* _WHAT IS NEEDED_
Leave out every picture, then transcribe the rest of the listing exactly.

* _DATA FOR THE TASK_
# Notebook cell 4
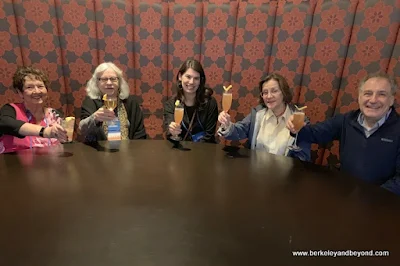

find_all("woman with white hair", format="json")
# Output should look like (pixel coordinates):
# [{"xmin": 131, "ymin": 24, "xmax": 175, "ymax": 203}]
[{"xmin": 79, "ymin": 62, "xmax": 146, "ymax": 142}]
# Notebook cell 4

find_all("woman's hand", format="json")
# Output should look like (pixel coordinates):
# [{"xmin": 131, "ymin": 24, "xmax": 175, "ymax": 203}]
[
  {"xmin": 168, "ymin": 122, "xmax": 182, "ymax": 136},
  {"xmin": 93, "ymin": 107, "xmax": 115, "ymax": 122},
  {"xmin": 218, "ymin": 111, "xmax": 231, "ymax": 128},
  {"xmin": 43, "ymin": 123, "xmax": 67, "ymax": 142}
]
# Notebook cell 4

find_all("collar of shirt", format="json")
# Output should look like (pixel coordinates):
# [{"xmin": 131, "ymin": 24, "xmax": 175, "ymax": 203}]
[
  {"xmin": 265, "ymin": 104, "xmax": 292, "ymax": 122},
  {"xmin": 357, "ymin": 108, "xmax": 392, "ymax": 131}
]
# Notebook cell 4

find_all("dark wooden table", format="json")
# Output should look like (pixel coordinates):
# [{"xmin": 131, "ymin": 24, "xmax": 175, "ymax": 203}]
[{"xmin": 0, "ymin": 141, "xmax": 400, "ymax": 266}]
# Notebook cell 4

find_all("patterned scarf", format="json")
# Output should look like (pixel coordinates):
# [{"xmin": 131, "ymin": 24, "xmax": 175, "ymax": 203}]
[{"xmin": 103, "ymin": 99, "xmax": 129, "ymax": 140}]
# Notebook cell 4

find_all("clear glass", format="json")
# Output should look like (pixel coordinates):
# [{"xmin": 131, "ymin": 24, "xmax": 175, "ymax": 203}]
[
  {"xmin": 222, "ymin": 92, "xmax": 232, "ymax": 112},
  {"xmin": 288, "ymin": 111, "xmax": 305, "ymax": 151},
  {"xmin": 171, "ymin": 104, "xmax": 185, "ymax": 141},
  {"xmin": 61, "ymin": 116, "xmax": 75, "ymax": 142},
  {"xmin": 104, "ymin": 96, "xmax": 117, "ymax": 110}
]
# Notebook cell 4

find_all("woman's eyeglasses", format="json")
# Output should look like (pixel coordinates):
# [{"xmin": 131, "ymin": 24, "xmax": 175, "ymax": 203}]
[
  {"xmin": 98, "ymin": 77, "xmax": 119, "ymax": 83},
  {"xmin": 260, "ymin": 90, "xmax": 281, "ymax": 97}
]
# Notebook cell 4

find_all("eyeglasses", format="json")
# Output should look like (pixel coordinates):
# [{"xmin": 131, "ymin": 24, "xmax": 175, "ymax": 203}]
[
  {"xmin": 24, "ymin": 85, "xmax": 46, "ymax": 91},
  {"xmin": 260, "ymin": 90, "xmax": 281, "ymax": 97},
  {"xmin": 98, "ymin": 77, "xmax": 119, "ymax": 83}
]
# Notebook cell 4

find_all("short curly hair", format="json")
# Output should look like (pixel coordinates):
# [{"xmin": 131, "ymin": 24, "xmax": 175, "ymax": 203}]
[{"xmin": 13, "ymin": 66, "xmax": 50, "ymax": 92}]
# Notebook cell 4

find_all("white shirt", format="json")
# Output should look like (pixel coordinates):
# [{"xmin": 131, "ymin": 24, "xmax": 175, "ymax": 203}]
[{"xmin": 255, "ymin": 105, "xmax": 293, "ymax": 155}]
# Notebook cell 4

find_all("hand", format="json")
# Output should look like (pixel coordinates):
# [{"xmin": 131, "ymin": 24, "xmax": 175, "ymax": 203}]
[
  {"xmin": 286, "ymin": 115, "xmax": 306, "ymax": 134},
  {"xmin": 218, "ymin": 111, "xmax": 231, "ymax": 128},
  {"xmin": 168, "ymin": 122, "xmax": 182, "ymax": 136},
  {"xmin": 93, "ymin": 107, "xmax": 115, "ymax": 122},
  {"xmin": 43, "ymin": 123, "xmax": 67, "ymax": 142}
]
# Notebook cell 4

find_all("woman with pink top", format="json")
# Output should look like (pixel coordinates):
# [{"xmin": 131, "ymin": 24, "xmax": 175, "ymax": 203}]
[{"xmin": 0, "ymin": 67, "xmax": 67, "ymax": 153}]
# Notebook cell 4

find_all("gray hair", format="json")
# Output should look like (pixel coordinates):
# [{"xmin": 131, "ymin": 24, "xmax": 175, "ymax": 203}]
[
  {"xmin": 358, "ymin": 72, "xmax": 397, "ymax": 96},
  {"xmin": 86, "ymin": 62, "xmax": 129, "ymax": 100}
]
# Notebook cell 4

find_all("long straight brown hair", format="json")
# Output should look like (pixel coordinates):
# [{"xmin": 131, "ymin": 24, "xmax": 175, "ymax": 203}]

* _RESULT OF THIS TASK_
# Notebook cell 4

find_all("woman with white hair", format="json")
# Output should look like (pixel coordinates):
# [{"xmin": 131, "ymin": 24, "xmax": 175, "ymax": 203}]
[{"xmin": 79, "ymin": 62, "xmax": 146, "ymax": 142}]
# Notebook cell 4

find_all("woman's hand", format="json")
# Output should look like (pixel coordinates):
# [{"xmin": 131, "ymin": 24, "xmax": 175, "ymax": 203}]
[
  {"xmin": 168, "ymin": 122, "xmax": 182, "ymax": 136},
  {"xmin": 93, "ymin": 107, "xmax": 115, "ymax": 122},
  {"xmin": 218, "ymin": 111, "xmax": 231, "ymax": 128},
  {"xmin": 43, "ymin": 123, "xmax": 67, "ymax": 142}
]
# Notebook cell 4

find_all("collar of shirt", format="json")
# Output should look like (pixel coordinates):
# [{"xmin": 131, "ymin": 24, "xmax": 175, "ymax": 203}]
[
  {"xmin": 265, "ymin": 104, "xmax": 292, "ymax": 122},
  {"xmin": 357, "ymin": 108, "xmax": 392, "ymax": 131}
]
# Notebook cell 4

find_all("dark wooden table", format="json")
# Output should look like (pixel coordinates):
# [{"xmin": 131, "ymin": 24, "xmax": 175, "ymax": 203}]
[{"xmin": 0, "ymin": 141, "xmax": 400, "ymax": 266}]
# Notebook cell 4

find_all("patterned scarf", format="json")
# Output should look like (pixel coordinates):
# [{"xmin": 131, "ymin": 24, "xmax": 175, "ymax": 203}]
[{"xmin": 103, "ymin": 99, "xmax": 129, "ymax": 140}]
# Notebook cell 4

find_all("clear glass", format="json")
# Output should look like (pixel coordinates):
# [{"xmin": 131, "ymin": 24, "xmax": 175, "ymax": 203}]
[
  {"xmin": 222, "ymin": 92, "xmax": 232, "ymax": 112},
  {"xmin": 288, "ymin": 111, "xmax": 305, "ymax": 151},
  {"xmin": 171, "ymin": 104, "xmax": 185, "ymax": 141},
  {"xmin": 61, "ymin": 116, "xmax": 75, "ymax": 142},
  {"xmin": 104, "ymin": 96, "xmax": 117, "ymax": 110}
]
# Notebook cell 4

find_all("woman's eyeglasses", format="json")
# Output should look like (pixel coordinates):
# [{"xmin": 131, "ymin": 24, "xmax": 175, "ymax": 203}]
[
  {"xmin": 98, "ymin": 77, "xmax": 119, "ymax": 83},
  {"xmin": 260, "ymin": 90, "xmax": 281, "ymax": 97}
]
# Notebook cell 4

find_all("eyeglasses", format="json")
# Output should look like (pixel coordinates):
# [{"xmin": 131, "ymin": 24, "xmax": 175, "ymax": 203}]
[
  {"xmin": 24, "ymin": 85, "xmax": 46, "ymax": 91},
  {"xmin": 260, "ymin": 90, "xmax": 281, "ymax": 97},
  {"xmin": 98, "ymin": 77, "xmax": 119, "ymax": 83}
]
# Notebook cell 4

find_all("short curly hair", format="json")
# Output should look like (pixel coordinates):
# [{"xmin": 131, "ymin": 24, "xmax": 175, "ymax": 203}]
[{"xmin": 13, "ymin": 66, "xmax": 50, "ymax": 92}]
# Notebook cell 4

find_all("white shirt", format="json")
# Output should look like (pixel coordinates):
# [{"xmin": 131, "ymin": 24, "xmax": 175, "ymax": 203}]
[{"xmin": 255, "ymin": 105, "xmax": 293, "ymax": 155}]
# Notebook cell 4

find_all("hand", format="json")
# Output should look like (pixel coordinates):
# [{"xmin": 131, "ymin": 24, "xmax": 175, "ymax": 203}]
[
  {"xmin": 286, "ymin": 115, "xmax": 306, "ymax": 134},
  {"xmin": 218, "ymin": 111, "xmax": 231, "ymax": 128},
  {"xmin": 168, "ymin": 122, "xmax": 182, "ymax": 136},
  {"xmin": 93, "ymin": 107, "xmax": 115, "ymax": 122},
  {"xmin": 43, "ymin": 123, "xmax": 67, "ymax": 142}
]
# Notebook cell 4

find_all("woman with pink top", format="json")
# Output should look like (pixel coordinates):
# [{"xmin": 131, "ymin": 24, "xmax": 175, "ymax": 203}]
[{"xmin": 0, "ymin": 67, "xmax": 67, "ymax": 153}]
# Notebook cell 4

find_all("gray hair", format="json")
# Output should look like (pixel coordinates):
# [{"xmin": 131, "ymin": 24, "xmax": 175, "ymax": 203}]
[
  {"xmin": 358, "ymin": 72, "xmax": 397, "ymax": 96},
  {"xmin": 86, "ymin": 62, "xmax": 129, "ymax": 100}
]
# Notebook cell 4

find_all("long straight brown hair", format="json")
# Output should look like (pixel coordinates):
# [{"xmin": 131, "ymin": 24, "xmax": 175, "ymax": 203}]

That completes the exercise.